** Entries shown follows **

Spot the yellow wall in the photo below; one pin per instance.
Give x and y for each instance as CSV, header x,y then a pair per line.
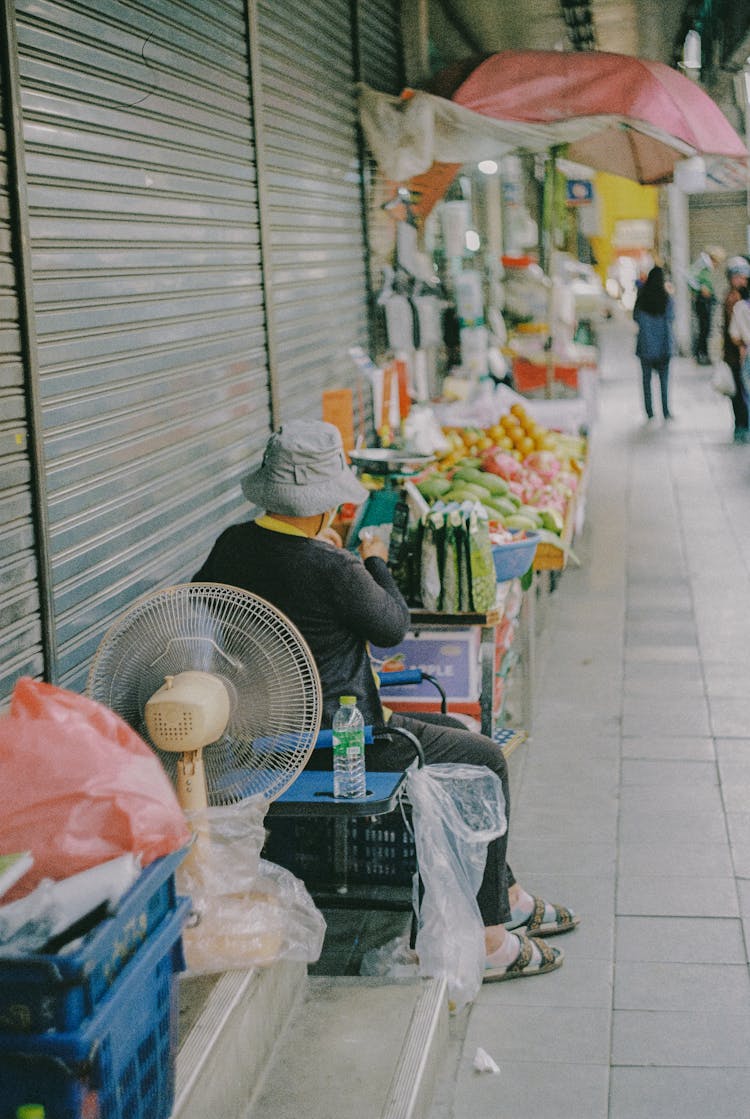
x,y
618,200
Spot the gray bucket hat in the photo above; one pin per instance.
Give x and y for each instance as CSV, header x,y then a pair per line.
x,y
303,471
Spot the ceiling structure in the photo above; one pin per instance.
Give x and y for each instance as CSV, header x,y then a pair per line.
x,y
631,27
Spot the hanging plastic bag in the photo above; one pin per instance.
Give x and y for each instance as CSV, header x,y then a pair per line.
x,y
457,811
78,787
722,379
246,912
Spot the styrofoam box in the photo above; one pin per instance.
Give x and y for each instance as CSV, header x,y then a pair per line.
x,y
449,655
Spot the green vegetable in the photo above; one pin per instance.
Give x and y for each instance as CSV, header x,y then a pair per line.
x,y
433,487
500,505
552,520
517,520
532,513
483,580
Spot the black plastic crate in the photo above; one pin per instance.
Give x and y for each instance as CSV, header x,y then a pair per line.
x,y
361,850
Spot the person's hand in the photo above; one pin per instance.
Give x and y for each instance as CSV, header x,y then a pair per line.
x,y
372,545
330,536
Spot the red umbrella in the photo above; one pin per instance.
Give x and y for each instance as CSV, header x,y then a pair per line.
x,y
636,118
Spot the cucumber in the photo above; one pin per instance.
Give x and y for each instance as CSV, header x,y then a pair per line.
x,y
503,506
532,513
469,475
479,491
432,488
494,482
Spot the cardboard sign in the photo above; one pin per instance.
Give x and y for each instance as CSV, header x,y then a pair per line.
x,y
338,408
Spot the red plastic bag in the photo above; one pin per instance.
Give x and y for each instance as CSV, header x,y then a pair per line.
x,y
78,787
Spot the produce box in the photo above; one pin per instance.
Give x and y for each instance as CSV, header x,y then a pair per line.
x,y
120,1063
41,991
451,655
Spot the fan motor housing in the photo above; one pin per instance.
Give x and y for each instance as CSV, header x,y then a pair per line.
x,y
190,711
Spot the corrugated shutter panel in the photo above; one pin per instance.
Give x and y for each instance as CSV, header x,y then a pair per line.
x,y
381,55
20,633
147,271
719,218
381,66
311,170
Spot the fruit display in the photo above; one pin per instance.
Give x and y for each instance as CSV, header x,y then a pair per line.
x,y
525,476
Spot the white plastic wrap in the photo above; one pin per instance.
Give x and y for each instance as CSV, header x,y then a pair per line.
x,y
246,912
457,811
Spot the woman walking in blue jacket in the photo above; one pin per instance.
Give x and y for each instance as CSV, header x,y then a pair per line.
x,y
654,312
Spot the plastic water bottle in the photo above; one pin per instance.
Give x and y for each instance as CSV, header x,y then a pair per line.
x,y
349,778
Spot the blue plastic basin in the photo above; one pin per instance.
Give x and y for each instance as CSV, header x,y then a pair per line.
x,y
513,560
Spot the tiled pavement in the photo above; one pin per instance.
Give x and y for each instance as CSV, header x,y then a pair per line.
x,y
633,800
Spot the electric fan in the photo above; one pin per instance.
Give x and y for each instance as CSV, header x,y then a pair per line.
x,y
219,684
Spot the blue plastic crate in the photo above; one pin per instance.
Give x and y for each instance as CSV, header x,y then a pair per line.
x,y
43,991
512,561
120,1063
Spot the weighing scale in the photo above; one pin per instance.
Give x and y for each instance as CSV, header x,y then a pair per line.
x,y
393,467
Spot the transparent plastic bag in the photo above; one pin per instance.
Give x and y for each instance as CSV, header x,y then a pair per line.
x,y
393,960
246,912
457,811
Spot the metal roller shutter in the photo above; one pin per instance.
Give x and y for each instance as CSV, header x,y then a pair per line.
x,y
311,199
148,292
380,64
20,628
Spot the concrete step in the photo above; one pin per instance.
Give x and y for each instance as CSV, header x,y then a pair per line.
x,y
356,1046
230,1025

** End of Entries shown **
** Entries shown follows **

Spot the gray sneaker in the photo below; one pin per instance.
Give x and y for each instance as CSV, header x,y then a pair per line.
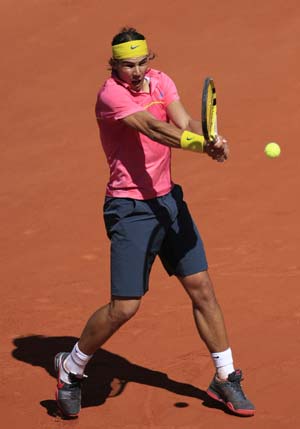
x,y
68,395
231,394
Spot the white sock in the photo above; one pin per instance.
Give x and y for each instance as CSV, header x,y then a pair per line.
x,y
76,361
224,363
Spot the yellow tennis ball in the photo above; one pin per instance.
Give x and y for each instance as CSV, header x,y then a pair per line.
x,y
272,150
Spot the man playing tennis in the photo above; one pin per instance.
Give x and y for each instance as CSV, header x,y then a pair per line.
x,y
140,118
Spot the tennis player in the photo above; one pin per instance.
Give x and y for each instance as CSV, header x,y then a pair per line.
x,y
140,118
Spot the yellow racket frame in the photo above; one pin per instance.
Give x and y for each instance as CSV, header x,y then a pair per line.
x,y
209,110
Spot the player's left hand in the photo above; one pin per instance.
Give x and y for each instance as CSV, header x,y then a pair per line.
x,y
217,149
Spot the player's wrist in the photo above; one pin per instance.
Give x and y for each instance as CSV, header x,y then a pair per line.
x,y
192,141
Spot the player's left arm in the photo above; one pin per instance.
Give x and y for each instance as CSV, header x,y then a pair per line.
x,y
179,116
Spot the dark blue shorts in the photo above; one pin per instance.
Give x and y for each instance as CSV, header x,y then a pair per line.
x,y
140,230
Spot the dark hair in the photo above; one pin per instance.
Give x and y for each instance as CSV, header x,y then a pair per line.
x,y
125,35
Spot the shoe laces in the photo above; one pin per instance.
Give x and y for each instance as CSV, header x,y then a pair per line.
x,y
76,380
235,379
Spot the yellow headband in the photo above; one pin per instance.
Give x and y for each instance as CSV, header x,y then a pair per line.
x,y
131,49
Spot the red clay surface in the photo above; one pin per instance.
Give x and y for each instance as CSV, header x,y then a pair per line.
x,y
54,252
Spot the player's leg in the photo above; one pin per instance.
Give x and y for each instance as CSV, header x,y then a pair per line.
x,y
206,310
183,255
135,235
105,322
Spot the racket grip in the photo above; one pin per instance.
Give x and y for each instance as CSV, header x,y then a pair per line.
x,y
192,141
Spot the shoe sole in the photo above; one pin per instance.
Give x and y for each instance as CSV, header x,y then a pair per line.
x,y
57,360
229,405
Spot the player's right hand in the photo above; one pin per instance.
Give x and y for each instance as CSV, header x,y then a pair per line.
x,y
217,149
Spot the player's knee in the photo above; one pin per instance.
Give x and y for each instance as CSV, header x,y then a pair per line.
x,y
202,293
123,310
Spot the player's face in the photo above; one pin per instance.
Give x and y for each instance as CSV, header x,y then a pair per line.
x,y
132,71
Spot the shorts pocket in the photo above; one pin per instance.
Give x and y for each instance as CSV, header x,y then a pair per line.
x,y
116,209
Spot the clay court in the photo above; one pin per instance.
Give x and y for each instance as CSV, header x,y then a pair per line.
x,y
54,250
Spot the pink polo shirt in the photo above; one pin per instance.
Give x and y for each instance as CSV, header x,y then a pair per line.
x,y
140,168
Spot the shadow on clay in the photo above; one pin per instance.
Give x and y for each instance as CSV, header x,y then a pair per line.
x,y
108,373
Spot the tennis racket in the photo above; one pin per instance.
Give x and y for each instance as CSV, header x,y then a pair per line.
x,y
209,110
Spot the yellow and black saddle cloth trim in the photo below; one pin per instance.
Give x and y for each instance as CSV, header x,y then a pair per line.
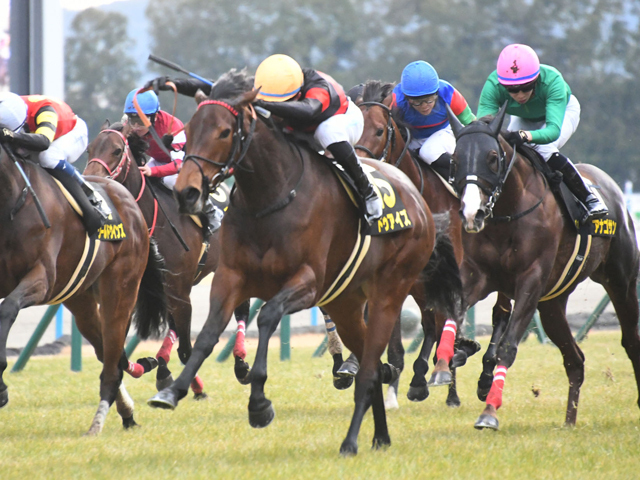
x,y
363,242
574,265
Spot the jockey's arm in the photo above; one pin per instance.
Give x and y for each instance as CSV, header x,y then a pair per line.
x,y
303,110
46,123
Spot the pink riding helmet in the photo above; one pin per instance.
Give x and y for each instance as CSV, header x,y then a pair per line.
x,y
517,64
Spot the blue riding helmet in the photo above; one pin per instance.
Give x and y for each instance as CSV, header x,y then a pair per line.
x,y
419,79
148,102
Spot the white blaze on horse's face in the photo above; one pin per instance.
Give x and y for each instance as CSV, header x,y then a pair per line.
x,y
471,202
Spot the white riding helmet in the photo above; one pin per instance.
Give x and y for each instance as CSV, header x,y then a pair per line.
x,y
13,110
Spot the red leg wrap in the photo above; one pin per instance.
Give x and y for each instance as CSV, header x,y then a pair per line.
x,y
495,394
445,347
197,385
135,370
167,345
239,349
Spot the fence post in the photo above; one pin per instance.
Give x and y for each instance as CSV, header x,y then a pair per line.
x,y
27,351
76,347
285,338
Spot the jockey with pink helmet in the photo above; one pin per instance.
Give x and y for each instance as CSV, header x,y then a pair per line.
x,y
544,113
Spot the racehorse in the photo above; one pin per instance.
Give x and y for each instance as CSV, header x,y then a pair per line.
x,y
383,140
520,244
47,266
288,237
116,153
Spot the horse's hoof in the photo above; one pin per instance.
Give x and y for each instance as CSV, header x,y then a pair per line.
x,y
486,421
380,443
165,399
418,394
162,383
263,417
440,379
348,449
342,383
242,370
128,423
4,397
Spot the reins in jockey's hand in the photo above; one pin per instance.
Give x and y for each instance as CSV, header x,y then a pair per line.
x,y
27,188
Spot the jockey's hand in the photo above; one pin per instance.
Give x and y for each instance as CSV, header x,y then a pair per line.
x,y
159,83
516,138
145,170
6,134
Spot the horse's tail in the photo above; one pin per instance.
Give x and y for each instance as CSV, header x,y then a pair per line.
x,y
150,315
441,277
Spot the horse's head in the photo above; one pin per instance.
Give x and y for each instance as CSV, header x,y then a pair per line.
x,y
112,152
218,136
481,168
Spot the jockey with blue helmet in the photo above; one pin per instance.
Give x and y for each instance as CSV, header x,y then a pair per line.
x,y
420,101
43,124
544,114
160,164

** End of Entries shown **
** Entries shown follows **

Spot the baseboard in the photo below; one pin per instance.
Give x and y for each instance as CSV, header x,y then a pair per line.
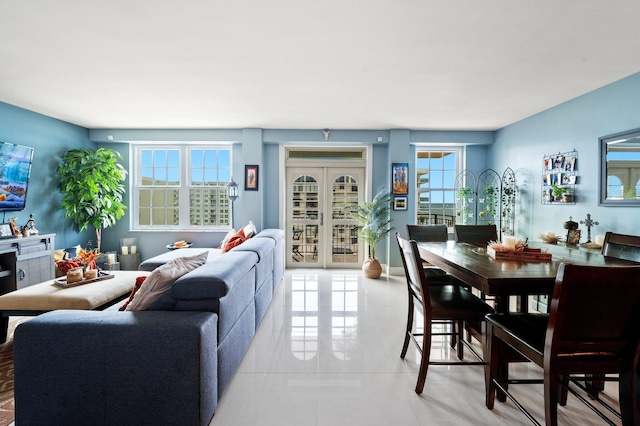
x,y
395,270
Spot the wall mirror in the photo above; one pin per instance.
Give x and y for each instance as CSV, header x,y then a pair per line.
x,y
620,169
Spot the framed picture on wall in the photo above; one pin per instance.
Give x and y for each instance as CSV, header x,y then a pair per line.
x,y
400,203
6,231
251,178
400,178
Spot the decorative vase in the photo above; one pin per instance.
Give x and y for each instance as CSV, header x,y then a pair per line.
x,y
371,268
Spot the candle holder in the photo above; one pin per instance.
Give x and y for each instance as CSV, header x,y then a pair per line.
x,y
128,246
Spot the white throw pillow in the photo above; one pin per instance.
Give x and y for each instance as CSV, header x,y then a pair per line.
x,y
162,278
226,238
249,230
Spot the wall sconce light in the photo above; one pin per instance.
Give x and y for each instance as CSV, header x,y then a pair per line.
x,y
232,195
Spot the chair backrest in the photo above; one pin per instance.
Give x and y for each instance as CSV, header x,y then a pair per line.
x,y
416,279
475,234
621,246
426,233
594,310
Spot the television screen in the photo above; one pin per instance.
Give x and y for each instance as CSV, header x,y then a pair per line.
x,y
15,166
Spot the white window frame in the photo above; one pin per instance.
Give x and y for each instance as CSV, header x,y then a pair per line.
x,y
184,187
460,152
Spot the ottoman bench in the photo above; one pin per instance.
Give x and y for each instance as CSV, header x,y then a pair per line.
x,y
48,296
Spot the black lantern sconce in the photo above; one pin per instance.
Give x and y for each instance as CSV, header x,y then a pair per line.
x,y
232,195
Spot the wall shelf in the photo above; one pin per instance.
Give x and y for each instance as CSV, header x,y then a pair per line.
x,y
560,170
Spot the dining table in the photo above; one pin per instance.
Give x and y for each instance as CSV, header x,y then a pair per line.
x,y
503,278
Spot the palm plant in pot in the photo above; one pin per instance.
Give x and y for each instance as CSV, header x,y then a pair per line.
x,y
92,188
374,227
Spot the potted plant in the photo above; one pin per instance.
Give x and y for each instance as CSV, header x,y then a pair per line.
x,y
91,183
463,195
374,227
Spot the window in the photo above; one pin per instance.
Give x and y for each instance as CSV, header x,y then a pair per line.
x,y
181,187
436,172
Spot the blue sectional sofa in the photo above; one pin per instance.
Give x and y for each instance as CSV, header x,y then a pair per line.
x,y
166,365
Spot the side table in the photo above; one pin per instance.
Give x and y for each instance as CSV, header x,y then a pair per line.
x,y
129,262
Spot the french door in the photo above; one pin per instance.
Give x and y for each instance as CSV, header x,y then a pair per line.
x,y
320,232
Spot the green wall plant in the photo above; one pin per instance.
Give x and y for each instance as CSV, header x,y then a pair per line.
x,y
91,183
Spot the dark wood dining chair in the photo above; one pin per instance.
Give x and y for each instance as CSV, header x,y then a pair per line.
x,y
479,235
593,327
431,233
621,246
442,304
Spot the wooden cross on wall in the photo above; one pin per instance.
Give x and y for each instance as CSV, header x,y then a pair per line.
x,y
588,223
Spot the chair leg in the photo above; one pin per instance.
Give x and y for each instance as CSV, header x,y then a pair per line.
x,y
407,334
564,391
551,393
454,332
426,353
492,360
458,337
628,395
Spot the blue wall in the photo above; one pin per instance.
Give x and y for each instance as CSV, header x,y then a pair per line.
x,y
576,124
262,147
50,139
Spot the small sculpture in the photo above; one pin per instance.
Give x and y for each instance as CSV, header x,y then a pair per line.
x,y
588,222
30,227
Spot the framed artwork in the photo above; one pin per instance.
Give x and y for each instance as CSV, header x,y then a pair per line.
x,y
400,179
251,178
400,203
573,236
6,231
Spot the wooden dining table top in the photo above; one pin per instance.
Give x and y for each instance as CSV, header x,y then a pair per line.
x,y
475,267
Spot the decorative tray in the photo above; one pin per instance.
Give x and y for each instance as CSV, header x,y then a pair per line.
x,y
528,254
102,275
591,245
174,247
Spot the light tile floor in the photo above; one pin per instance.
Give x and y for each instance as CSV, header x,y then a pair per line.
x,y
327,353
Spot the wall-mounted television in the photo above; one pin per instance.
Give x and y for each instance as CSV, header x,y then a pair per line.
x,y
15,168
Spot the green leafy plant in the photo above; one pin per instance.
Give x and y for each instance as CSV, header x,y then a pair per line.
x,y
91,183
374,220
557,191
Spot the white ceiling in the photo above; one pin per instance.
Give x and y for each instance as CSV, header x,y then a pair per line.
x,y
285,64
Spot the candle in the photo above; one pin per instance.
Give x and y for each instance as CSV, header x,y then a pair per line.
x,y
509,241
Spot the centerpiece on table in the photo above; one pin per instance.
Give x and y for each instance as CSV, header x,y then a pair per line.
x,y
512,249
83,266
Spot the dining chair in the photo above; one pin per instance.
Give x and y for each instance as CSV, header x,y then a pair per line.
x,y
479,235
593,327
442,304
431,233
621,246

** End of Entries shown **

● Assigned task
Show the lines of the records that contain the word "shorts".

● Finished task
Spot the dark blue shorts in the photo above; one pin per instance.
Spot the shorts pocket in the photo above; one pin per instance.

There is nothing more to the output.